4 Eylül 2012 Salı

M.Talip Girgin Kimdir?


M.Talip Girgin 07.01.2007 tarihinden bu yana Milliyet Blog yazarıdır. Milliyet Blog; Milliyet com.tr nin bir uzantısıdır. Milliyet com. tr ise Milliyet gazetesinin internet haber sitesidir. Milliyet blog yazanları; Milliyet com.tr nin yayın ilkesine ve yayın anlayışına uygun (!) yazdıklarında; Milliyet com.tr bünyesinde köşe yazarı olarak yazabilmektedirler. Örnekleri mevcuttur. Ayrıca Milliyet Blog yazarlarının içinde profesyonel köşe yazarları ve profesyonel kitap yazarları azımsanmayacak kadar fazladır. 

M.Talip Girgin’in kendisine ait resmi olarak dört adet sitesi vardır. Bunlardan ikisi Haber sitesi bir tanesi blog sitesi bir tanesi de yaptığı iş ile alakalı tasarım aşamasında olan yeni bir sitedir. Milliyet Blog’un kendi yayın ilkesine uymayan, yayınlanmayan yazı ve yorumları ise; BEDAVA siteler aracılığı ile söz konusu muhataplarına cevap verir! Bu sitelerin içinde çok açık ve net açıklayıcı ifadeler vardır!

• **Sağlanan Veriler**:
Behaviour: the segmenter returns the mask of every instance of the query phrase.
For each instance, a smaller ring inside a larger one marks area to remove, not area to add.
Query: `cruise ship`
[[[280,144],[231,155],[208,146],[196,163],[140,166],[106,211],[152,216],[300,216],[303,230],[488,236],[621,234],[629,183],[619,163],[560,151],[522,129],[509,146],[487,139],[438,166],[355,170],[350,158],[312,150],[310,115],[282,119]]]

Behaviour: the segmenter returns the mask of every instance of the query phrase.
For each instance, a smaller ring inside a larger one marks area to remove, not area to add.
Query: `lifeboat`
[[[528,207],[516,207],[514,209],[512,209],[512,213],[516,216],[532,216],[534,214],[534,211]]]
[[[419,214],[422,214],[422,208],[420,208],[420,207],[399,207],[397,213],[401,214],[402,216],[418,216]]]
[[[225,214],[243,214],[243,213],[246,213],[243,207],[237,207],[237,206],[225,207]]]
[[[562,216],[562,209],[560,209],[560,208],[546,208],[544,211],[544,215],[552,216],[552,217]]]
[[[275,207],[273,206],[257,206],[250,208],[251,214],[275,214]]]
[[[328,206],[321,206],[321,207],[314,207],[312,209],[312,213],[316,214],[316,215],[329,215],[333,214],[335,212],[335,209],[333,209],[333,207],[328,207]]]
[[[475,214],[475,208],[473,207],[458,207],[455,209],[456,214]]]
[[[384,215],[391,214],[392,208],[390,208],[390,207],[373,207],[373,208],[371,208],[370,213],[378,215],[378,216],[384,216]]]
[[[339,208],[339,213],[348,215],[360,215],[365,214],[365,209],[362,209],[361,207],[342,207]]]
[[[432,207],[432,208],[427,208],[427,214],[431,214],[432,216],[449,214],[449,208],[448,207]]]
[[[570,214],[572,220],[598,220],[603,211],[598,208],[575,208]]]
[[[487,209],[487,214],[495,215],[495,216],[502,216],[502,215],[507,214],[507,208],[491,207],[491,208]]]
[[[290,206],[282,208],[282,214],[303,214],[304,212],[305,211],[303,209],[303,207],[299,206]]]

• **Yönergeler**:
a) M.Talip Girgin hakkındaki metinden "M.Talip Girgin Kimdir?" ile "azımsanmayacak kadar fazladır." arasındaki kısmı, bu ifadeler de dahil olmak üzere, hiçbir değişiklik yapmadan yazın.
b) M.Talip Girgin hakkındaki metne göre M.Talip Girgin hangi tarihten bu yana Milliyet Blog yazarıdır?
c) M.Talip Girgin hakkındaki metni son cümlesinden sonra devam ettirin.

• **Yanıtlar**:
a)
M.Talip Girgin Kimdir?


M.Talip Girgin 07.01.2007 tarihinden bu yana Milliyet Blog yazarıdır. Milliyet Blog; Milliyet com.tr nin bir uzantısıdır. Milliyet com. tr ise Milliyet gazetesinin internet haber sitesidir. Milliyet blog yazanları; Milliyet com.tr nin yayın ilkesine ve yayın anlayışına uygun (!) yazdıklarında; Milliyet com.tr bünyesinde köşe yazarı olarak yazabilmektedirler. Örnekleri mevcuttur. Ayrıca Milliyet Blog yazarlarının içinde profesyonel köşe yazarları ve profesyonel kitap yazarları azımsanmayacak kadar fazladır.

b) 07.01.2007 tarihinden bu yana.

c)
Milliyet com.tr yazarı olma yolunda, Milliyet gazetesinin ilke ve yayın anlayışına uymadığı için apoletlerini bilerek ve isteyerek kendisi söküp atmıştır (!) M.Talip Girgin hiç kimsenin değirmenine su taşımaz, taşıyanlarla da işi olmaz! Yaklaşık yirmi kadar amatör balıkçı sitelerinde ve bir o kadar da farklı sitelerde gönüllü olarak yazmaya devam ediyor. 

İsteyen herkes blog yazabilir tabi ama etki derecesini ve yerini editörler belirler. Köşe yazarı olmak hayal değildir.
Buyurun sizleri de bekleriz...
Cümleten rastgele... 

Bazı eski medya kırpıkları... 













22 Şubat 2012 Çarşamba

Kitap-ı sermaye üzerine, paparazzilik!


Efendim benim için manevi değeri çok yüksek olan üç adet yazımı, geliri Lösemili hastalarımıza bağışlanacağına inandığım için talep üzerine, talep edenlere verdim. Ancak bu niyetle Milliyet Blog yazarlarından talep edilen yazılar, izinsiz bir şekilde tekrar blog içerisinde oylamaya sunulmuştur. Bu benim hayatımda tasvip etmeyeceğim bir olaydı.

Neden diye soracak olursanız; burada mevcut gruplaşmaların olduğu bilinen bir gerçekken, yandaşlık, yoldaşlık, kankalık bariz şekilde kendini gösterirken (!) birbirleriyle hoşlaşan, koklaşan, yorumlaşan, tribünlerde çak-la-şan insanların yazıların tamamını okumadan bilimsel değil duygusal oy verecekleri su götürmez bir gerçekti!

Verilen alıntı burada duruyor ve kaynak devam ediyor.